■ Source material
□ □ □
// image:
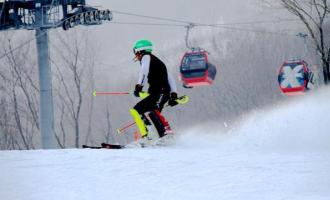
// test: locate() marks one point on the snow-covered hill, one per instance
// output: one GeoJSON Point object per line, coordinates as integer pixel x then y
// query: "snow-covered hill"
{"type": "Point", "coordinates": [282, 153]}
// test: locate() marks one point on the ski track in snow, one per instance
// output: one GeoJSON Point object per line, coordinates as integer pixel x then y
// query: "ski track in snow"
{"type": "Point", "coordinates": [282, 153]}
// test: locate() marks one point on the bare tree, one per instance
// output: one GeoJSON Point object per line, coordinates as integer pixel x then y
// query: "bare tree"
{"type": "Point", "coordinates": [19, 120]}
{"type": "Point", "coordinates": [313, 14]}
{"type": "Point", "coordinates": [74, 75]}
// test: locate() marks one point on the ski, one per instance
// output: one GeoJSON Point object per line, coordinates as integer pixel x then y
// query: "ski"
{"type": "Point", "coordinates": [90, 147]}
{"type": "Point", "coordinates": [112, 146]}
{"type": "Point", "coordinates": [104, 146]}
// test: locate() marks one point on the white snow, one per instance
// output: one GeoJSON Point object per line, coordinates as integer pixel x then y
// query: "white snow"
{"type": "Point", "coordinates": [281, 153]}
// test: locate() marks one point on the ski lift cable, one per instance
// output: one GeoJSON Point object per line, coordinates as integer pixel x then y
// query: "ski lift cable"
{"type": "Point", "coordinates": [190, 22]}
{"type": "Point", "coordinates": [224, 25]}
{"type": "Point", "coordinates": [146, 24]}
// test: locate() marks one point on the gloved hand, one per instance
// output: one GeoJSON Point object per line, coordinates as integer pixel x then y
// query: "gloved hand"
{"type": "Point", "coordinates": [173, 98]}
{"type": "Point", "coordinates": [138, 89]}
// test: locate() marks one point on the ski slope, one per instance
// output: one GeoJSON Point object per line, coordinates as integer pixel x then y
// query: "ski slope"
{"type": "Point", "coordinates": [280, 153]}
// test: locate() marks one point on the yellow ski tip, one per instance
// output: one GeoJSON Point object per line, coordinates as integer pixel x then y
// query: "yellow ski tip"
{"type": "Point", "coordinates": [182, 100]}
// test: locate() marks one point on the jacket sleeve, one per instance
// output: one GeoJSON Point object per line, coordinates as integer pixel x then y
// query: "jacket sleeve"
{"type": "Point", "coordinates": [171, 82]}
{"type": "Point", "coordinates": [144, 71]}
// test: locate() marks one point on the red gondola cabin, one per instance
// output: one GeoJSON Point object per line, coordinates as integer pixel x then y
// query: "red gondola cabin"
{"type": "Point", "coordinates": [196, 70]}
□ □ □
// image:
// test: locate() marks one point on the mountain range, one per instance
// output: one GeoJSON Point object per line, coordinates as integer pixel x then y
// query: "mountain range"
□ □ □
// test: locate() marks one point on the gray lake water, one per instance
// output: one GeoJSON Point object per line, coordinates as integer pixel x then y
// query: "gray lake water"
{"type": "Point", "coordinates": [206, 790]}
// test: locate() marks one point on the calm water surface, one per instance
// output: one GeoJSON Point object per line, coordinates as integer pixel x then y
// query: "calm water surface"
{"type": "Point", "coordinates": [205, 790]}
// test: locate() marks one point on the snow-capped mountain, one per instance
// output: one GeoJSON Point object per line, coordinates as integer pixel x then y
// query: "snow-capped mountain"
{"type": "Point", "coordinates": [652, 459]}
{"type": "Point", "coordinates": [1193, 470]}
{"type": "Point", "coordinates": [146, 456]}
□ □ □
■ The exercise
Gather every line above that contains the string "cable". Matching is case-sensitive.

■ Reply to the exercise
// test: locate() marks one point on the ski lift cable, one per instance
// query: "ski lift cable"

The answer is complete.